The Selling Stockholders may, from time to time, pledge or grant a security interest in some or all of the Common Stock owned by them and, if they default in the performance of their secured obligations, the pledgees or secured parties may offer and sell the Common Stock, from time to time, under this prospectus, or under an amendment to this prospectus under Rule 424(b)(3) or other applicable provision of the Securities Act, amending the list of selling stockholders to include the pledgee, transferee or other successors in interest as selling stockholders under this prospectus. The Selling Stockholders also may transfer the Common Stock in other circumstances, in which case the transferees, pledgees or other successors in interest will be the selling beneficial owners for purposes of this prospectus.

 

The Selling Stockholders may also sell the Common Stock under Rule 144 or any other exemption from registration under the Securities Act, if available, rather than under this prospectus.

(Named object pointing entries)

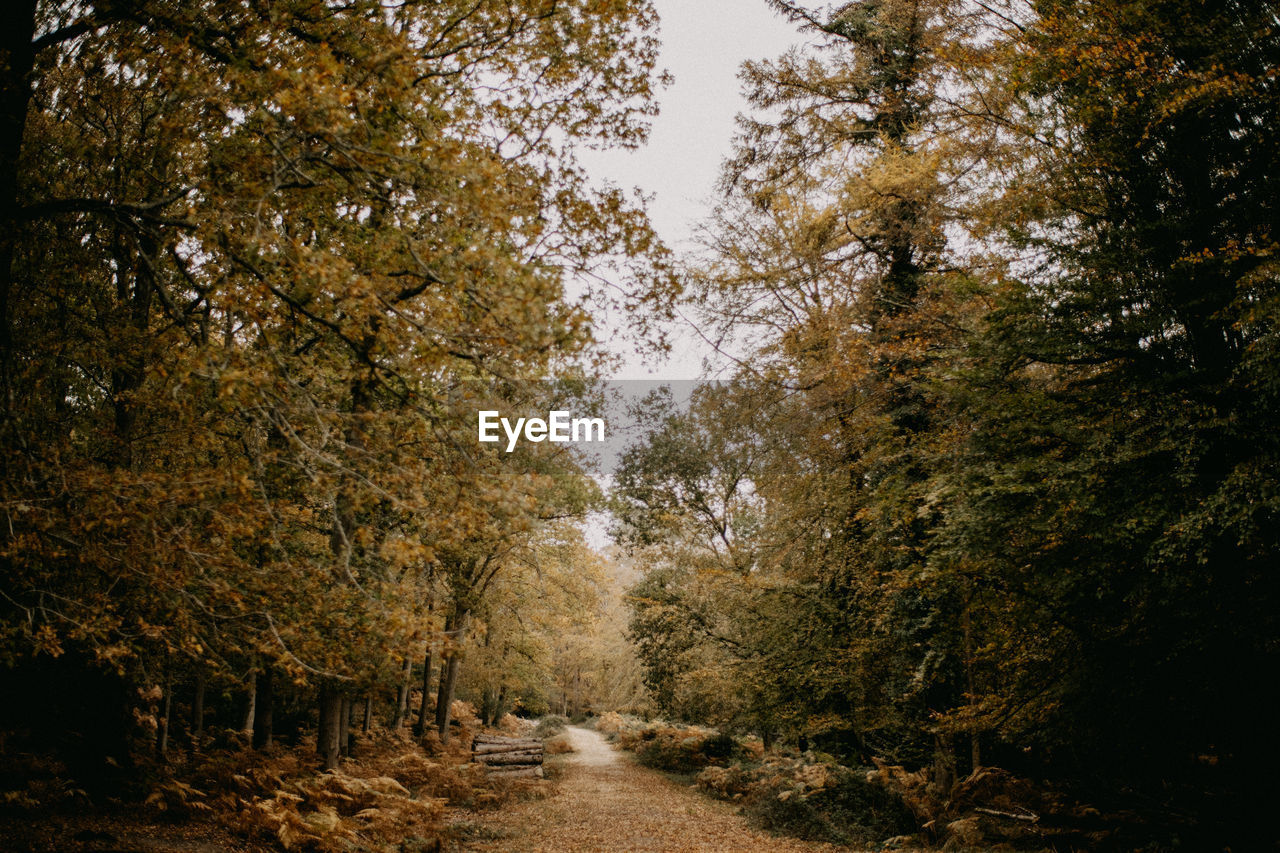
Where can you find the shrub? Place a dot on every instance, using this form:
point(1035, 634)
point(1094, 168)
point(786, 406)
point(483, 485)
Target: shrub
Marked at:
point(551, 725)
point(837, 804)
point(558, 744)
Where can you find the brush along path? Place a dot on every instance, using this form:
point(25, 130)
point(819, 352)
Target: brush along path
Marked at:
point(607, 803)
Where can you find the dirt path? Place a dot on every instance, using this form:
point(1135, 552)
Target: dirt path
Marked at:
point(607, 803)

> _What is asked_:
Reproduce the prospectus passage on selling stockholders word for word, from "The Selling Stockholders may, from" up to and including "of this prospectus.".

> _Final answer_:
The Selling Stockholders may, from time to time, pledge or grant a security interest in some or all of the Common Stock owned by them and, if they default in the performance of their secured obligations, the pledgees or secured parties may offer and sell the Common Stock, from time to time, under this prospectus, or under an amendment to this prospectus under Rule 424(b)(3) or other applicable provision of the Securities Act, amending the list of selling stockholders to include the pledgee, transferee or other successors in interest as selling stockholders under this prospectus. The Selling Stockholders also may transfer the Common Stock in other circumstances, in which case the transferees, pledgees or other successors in interest will be the selling beneficial owners for purposes of this prospectus.